> [Exercise directions] Pull out every line in the rows below that contains the word "trunk" and copy each of those lines in full.

> [Box-labeled dataset extracts]
>>>>>

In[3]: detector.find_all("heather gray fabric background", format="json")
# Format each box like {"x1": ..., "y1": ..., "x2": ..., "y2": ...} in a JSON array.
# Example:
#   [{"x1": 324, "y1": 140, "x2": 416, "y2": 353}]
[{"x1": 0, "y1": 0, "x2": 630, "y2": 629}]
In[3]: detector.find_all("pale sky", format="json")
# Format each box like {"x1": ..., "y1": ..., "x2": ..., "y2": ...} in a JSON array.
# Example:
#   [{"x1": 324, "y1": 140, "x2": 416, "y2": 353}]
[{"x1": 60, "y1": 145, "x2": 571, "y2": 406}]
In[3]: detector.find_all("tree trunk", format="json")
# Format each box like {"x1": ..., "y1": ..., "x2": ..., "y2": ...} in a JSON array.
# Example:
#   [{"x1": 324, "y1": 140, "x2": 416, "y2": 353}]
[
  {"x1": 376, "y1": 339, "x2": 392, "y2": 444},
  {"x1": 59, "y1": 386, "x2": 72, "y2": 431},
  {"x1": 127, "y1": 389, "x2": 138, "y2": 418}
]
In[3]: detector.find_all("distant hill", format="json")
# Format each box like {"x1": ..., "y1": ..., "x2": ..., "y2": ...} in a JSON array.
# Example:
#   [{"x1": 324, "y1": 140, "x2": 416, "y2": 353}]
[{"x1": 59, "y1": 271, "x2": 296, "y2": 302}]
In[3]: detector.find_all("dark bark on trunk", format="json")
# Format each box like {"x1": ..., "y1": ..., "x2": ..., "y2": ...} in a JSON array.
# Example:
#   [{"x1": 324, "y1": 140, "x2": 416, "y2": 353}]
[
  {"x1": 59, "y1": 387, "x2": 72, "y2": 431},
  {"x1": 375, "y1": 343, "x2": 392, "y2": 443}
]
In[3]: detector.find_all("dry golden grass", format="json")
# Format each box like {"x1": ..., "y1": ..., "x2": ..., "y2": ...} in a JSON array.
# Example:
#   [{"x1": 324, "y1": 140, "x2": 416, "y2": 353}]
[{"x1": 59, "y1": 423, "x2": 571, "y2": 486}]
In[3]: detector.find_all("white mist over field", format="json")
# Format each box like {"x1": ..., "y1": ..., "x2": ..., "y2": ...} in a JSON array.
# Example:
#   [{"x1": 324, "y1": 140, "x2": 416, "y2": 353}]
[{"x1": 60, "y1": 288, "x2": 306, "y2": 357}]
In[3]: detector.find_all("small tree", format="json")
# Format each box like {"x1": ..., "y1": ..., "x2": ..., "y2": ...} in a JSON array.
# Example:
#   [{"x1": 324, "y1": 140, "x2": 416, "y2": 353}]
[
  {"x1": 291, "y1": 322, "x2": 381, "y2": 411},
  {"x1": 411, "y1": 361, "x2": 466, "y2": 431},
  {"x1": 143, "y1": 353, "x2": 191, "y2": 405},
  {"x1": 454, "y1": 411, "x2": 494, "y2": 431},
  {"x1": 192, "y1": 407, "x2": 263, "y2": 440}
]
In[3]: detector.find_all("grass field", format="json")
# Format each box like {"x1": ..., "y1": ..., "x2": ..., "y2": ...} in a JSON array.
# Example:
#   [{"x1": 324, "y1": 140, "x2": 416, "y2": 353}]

<<<<<

> [Finished answer]
In[3]: detector.find_all("tree trunk", format="json")
In[3]: detector.find_all("dark bark on trunk", format="json")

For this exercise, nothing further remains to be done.